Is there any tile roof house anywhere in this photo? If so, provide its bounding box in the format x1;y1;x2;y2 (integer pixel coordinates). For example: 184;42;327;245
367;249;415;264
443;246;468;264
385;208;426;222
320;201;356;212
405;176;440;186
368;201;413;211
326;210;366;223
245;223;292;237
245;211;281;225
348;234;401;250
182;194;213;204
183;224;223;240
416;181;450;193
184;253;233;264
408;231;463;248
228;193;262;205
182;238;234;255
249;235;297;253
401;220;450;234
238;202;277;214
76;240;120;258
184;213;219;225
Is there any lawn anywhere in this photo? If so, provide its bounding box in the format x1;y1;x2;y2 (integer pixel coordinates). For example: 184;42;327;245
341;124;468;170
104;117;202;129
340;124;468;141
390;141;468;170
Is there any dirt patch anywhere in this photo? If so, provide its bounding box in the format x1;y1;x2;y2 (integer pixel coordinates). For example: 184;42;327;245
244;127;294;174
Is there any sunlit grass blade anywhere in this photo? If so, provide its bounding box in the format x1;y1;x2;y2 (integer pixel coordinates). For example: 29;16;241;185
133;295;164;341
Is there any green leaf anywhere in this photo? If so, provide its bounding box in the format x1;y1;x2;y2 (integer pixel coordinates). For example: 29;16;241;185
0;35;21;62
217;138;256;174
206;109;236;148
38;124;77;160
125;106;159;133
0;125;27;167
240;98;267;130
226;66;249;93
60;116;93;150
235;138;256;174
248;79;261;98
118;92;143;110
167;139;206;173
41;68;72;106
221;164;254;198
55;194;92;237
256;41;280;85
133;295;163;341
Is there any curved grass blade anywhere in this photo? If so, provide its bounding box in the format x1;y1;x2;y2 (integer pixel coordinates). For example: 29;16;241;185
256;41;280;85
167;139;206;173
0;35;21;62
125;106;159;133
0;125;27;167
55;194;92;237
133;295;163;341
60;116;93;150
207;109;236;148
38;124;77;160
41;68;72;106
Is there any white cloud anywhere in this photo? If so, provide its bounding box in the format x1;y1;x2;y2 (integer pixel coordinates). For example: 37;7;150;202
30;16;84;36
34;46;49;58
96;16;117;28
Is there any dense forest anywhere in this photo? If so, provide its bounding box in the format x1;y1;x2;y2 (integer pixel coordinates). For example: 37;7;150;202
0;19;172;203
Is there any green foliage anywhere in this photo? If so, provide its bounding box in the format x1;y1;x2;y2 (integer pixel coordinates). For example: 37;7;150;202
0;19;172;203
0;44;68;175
----
Request:
Count the lines in the material above that contain the string "dense". Reply with only the number.

Solution:
1